* Aufgaben
1 > Erläutern Sie anhand des Urteilsauszugs zur Nutzungsherausgabe, weshalb das Vorbringen der Beklagten die Anforderungen an die Widerlegung der Vermutung nicht erfüllt.
2 > Setzen Sie den Urteilsauszug zur Nutzungsherausgabe im Anschluss an seinen letzten Satz fort.

* Textauszug
Soweit die Beklagte der Vermutung mit Schriftsatz vom 16. Februar 2018 erstmals entgegentritt, genügt sie den Anforderungen an deren Widerlegung nicht. Meint die Bank, die mit den Leistungen gewirtschaftet hat, dem Verlangen nach Herausgabe von Nutzungen Aufwendungen entgegensetzen zu können, kann sie bezogen auf ein oder mehrere konkrete, mit den vom Rückgewährgläubiger erlangten Mitteln getätigte Aktivgeschäfte dartun und nachweisen, sie habe auf das konkrete Geschäft rückführbare Vermögenswerte geopfert, die nach Verrechnung einen Erlös von hier weniger als zweieinhalb Prozentpunkten über dem Basiszinssatz ergäben (BGH, Urt. v. 25. Apr. 2017, XI ZR 573/15, NJW 2017, 2104 Rn. 21). Verwendet die Bank die empfangenen Leistungen dazu, eigene Verpflichtungen zurückzuführen, zieht sie Nutzungen in Form eingesparter Schuldzinsen, die sie an den Rückgewährgläubiger herauszugeben hat und die sie – sofern geringer als die vermuteten Nutzungen – der Vermutung konkret entgegensetzen kann (BGH, a. a. O. Rn. 23). Diesen Anforderungen genügt das Vorbringen der Beklagten nicht. Vielmehr hat sie ausdrücklich vorgetragen, nicht mehr ermitteln zu können, wie die von den Klägern geleisteten Beträge tatsächlich investiert worden seien.

* Daten

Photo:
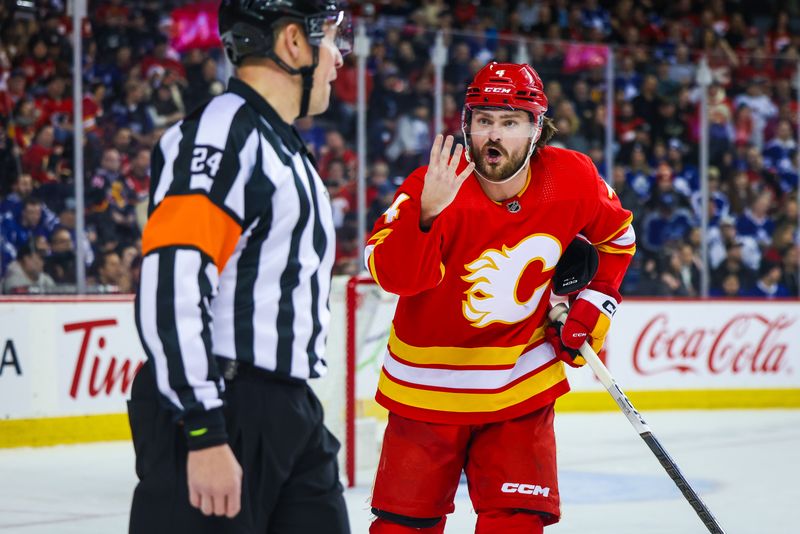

* Antworten
1 > Die Beklagte hat ausdrücklich vorgetragen, nicht mehr ermitteln zu können, wie die von den Klägern geleisteten Beträge tatsächlich investiert wurden. Für eine Widerlegung müsste sie jedoch anhand konkreter, mit diesen Mitteln getätigter Aktivgeschäfte darlegen und nachweisen, dass sie auf das jeweilige Geschäft rückführbare Vermögenswerte geopfert hat, sodass nach Verrechnung ein Erlös von weniger als zweieinhalb Prozentpunkten über dem Basiszinssatz verbleibt.

2 >
b) Die Beklagte als Darlehensgeberin hat ihrerseits gemäß §§ 357 Abs. 1 BGB a. F., 346 Abs. 1, Abs. 2 Satz 2 BGB gegenüber den Klägern einen Anspruch auf Rückzahlung des Nettokreditbetrages von 80.000,00 Euro.

Darüber hinaus haben ihr die Kläger gemäß § 346 Abs. 2 Satz 1 Nr. 1, Satz 2 Halbsatz 1 BGB die Gebrauchsvorteile an dieser Darlehensvaluta in Höhe des vereinbarten Zinssatzes von 4,1 Prozent für den Zeitraum bis zum 31. März 2010 und von 4,42 Prozent für den Zeitraum vom 1. April 2010 bis zum Widerruf am 15. Dezember 2014 zu erstatten. Den ihnen gemäß § 346 Abs. 2 Satz 2 Halbsatz 2 BGB offenstehenden Nachweis, dass der Wert des Gebrauchsvorteils niedriger war, haben die Kläger nicht angetreten. Wertersatz wird allerdings nur für Gebrauchsvorteile am jeweils tatsächlich noch überlassenen Teil der Darlehensvaluta geschuldet (BGH, NJW 2015, 3441 Rn. 7).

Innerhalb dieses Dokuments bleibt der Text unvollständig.